- Problem requirements
Please count the lines in the data below that contain the string "target", matching case exactly, and give only that number.

- Record set
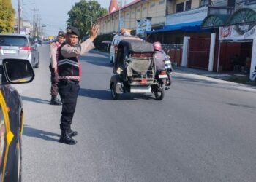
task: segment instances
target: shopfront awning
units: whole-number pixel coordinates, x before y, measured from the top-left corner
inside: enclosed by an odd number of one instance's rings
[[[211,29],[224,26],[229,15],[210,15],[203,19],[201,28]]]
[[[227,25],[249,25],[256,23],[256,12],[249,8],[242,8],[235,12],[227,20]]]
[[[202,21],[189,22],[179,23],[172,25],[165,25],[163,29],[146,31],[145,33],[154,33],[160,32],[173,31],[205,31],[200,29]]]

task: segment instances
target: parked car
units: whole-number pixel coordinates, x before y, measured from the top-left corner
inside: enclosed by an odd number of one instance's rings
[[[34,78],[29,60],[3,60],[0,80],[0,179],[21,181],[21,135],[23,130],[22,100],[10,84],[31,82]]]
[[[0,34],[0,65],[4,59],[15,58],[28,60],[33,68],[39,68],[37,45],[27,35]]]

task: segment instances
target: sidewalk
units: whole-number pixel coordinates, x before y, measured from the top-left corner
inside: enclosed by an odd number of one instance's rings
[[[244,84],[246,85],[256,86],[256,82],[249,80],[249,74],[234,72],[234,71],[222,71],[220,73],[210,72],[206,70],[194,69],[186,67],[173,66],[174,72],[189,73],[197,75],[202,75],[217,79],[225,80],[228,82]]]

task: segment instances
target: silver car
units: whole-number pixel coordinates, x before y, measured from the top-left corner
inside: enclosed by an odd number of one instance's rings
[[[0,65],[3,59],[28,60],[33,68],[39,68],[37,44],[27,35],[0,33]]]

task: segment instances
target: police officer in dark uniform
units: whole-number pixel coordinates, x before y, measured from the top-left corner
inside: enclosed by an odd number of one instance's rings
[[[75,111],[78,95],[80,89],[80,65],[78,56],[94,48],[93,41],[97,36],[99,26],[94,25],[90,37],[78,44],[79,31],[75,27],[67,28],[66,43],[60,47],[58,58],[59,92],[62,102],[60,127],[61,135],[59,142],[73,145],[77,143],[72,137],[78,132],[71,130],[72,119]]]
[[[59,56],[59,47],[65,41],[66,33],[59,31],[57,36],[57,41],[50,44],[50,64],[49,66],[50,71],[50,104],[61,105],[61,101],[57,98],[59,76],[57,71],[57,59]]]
* * *
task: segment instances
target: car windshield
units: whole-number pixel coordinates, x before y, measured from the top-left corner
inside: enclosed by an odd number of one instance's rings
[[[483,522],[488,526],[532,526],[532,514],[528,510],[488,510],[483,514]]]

- Result for this task
6